(Records excerpted from a collection)
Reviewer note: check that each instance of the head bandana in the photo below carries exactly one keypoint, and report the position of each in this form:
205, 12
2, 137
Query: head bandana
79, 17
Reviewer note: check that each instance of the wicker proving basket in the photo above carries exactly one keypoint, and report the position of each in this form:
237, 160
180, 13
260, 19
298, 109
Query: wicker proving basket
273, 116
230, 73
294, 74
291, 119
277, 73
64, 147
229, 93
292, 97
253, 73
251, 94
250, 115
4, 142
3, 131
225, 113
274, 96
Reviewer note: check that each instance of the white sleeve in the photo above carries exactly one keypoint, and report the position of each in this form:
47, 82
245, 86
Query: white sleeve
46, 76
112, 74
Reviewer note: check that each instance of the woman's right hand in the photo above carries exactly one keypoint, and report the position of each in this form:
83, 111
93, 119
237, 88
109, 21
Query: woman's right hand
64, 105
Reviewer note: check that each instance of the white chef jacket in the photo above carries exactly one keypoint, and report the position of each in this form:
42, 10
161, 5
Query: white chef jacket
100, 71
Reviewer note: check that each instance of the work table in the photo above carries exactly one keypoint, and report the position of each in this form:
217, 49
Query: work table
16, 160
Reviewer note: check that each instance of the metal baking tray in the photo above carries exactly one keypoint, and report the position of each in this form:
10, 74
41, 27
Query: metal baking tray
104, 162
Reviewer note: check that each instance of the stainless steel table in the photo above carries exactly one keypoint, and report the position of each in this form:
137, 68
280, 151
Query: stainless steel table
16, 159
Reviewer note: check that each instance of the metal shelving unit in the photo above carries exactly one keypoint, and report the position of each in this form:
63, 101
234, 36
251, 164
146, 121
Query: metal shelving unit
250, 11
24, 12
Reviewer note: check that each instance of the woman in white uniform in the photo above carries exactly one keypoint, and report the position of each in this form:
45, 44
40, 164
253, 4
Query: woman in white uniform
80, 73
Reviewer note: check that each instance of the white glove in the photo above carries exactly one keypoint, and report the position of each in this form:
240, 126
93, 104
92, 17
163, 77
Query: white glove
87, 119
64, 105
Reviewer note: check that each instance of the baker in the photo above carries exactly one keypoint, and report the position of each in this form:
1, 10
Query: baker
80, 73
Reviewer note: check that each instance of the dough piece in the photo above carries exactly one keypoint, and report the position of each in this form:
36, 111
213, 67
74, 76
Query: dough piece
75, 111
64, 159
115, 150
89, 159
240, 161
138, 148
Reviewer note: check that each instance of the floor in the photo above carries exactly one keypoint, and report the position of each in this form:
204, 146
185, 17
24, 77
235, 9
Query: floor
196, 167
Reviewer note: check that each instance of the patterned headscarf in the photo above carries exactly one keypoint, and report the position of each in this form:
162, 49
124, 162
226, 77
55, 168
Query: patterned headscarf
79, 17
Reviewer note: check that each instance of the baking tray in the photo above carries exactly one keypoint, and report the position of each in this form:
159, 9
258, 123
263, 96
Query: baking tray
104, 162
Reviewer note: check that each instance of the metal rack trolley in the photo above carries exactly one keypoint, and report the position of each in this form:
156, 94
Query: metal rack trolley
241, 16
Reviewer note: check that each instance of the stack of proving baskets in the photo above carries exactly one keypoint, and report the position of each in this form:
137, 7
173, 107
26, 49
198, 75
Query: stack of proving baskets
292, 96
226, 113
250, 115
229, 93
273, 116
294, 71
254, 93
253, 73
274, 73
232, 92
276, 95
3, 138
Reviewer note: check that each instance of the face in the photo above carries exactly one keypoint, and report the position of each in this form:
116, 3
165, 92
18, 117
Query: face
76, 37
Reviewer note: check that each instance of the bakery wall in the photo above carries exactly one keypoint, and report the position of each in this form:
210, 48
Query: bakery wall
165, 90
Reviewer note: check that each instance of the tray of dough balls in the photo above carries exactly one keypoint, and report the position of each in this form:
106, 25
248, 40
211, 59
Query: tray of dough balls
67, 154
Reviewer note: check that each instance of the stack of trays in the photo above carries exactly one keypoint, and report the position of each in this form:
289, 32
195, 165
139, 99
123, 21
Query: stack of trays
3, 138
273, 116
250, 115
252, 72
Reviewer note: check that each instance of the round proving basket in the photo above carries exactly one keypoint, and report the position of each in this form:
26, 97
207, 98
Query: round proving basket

**Description of the task**. Turn the records above into a JSON list of strings, one string per line and blank lines omitted, covering only the span from the line containing "Reviewer note: check that each instance of the face" through the end of the records, both ends included.

**Solved problem**.
[
  "Reviewer note: check that each instance of the face in the photo above carries exactly one keypoint, and report the position of each in this form:",
  "116, 3",
  "165, 92",
  "18, 117",
  "Query: face",
  "76, 37",
  "Reviewer note: check that each instance of the bakery wall in the photo above carries exactly one keypoint, and report the position of each in this form:",
  "210, 48",
  "Query: bakery wall",
  "165, 90",
  "Reviewer note: check that each instance of the tray of dough balls in the photo above carries exactly one keypoint, and report the position of each in this form:",
  "106, 25",
  "248, 40",
  "211, 59",
  "Query: tray of dough balls",
  "67, 154",
  "Reviewer note: check that each instance of the stack of trays in the photo above carries exactly one keypoint, and report the position of each in this form:",
  "289, 32",
  "195, 165",
  "139, 99",
  "123, 21",
  "Query: stack of trays",
  "3, 138",
  "273, 116",
  "250, 115",
  "252, 72",
  "Reviewer note: check that each instance of the round proving basket in the photo above carries exactly one keypoint, and report the position of each in this form:",
  "26, 97",
  "207, 98",
  "Query: round proving basket"
]